- **Reading text**
━━━━━━━━━━━━━━━━━━━━━━━━━━━━━━

Live album by Al Jarreau
- Released: 1994
- Recorded: May–December 1993
- Studio: Sir Film Stage in Los Angeles, The Hit Factory in New York
- Genre: Soul; jazz; funk;
- Length: 1 hr 12 min
- Label: Reprise Records
- Producer: Marcus Miller

Al Jarreau chronology
| Heaven and Earth (1992) | Tenderness (1994) | Tomorrow Today (2000) |

= Tenderness (Al Jarreau album) =

Tenderness is a live album by Al Jarreau, released in 1994 by Reprise Records. Although officially a live album, it was recorded in studio in front of an invited audience. The album is a compilation of some of Jarreau's older recordings like "We Got By" and "You Don't See Me", covers of artists such as Elton John and Carole King and the Beatles, and more recent pieces from Jarreau's catalogue.

==Critical reception==

AllMusic wrote that Jarreau "turned himself loose on the songs with a freedom that hasn't been heard extensively on his records since the '70s."

Professional ratings
Review scores
| Source | Rating |
| AllMusic | Star |
| Music Week | Star |

== Track listing ==

| No. | Title | Writer(s) | Length |
|---|---|---|---|
| 1. | "Mas Que Nada" | Jorge Ben Jor | 5:14 |
| 2. | "Try A Little Tenderness" | Jimmy Campbell, Reginald Connelly, Harry Woods | 7:36 |
| 3. | "Your Song" | Elton John, Bernie Taupin | 6:05 |
| 4. | "My Favorite Things" | Oscar Hammerstein II, Richard Rodgers | 5:21 |
| 5. | "She's Leaving Home" | John Lennon, Paul McCartney | 7:39 |
| 6. | "Summertime" | George Gershwin, Ira Gershwin, DuBose Heyward | 6:17 |
| 7. | "We Got By" | Al Jarreau | 6:04 |
| 8. | "Save Your Love For Me" | Buddy Johnson | 5:55 |
| 9. | "You Don't See Me" | Jarreau | 5:27 |
| 10. | "Wait For The Magic" | Todd Urbanos | 5:52 |
| 11. | "Dinosaur" | Jarreau, Marcus Miller, Robby Scharf | 5:24 |
| 12. | "Go Away Little Girl" | Gerry Goffin, Carole King | 5:43 |

== Personnel ==
- Al Jarreau – lead vocals, vocal percussion (1, 6, 9, 11, 12), backing vocals (5, 7), vocal arrangements
- Joe Sample – acoustic piano (1, 3–6, 10–12), Fender Rhodes (2, 7–9)

━━━━━━━━━━━━━━━━━━━━━━━━━━━━━━

- **Data extract**
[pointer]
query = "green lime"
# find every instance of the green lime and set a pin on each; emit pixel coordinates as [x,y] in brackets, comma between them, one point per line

━━━━━━━━━━━━━━━━━━━━━━━━━━━━━━

- **Exercises to complete**
a. According to the Tenderness article, how was the album recorded even though it is officially a live album?
b. Proceed with the Tenderness album article from the point where it stops.

- **Per-task answers**
a. It was recorded in a studio in front of an invited audience.

b.
- Philippe Saisse – synthesizers
- Neil Larsen – Hammond organ (2, 5), Fender Rhodes (5)
- Jason Miles – additional synthesizers (4), synthesizer programming (11)
- Eric Gale – acoustic guitar (1, 7, 10), electric guitar (2, 3, 5, 6, 8, 9, 11, 12)
- Paul Jackson, Jr. – additional guitars (1)
- Marcus Miller – bass guitar, arrangements
- Steve Gadd – drums
- Paulinho da Costa – percussion (1–3, 5–12)
- Bashiri Johnson – percussion (4)
- Don Alias – percussion (11)
- Michael Brecker – tenor saxophone (4)
- David Sanborn – alto saxophone (6, 7)
- Kenny Garrett – alto saxophone (8)
- Michael "Patches" Stewart – trumpet (1, 2, 5, 6, 8, 9)
- Jeffrey Ramsey – backing vocals (1, 3, 5, 7, 9), BGV arrangements (9)
- Sharon Young – backing vocals (1, 3, 5, 7, 9), lead vocals (5)
- Kathleen Battle – lead vocals (4)
- Stacy Campbell – backing vocals (5)

=== Production ===
- Producer – Marcus Miller
- Production Coordinator – Robby Scharf
- Production Supervisor – Bibi Green
- Engineers – Guy Charbonneau (Tracks 1–3, 5–10 & 12); Bruce Miller (Track 4); James Farber (Track 11).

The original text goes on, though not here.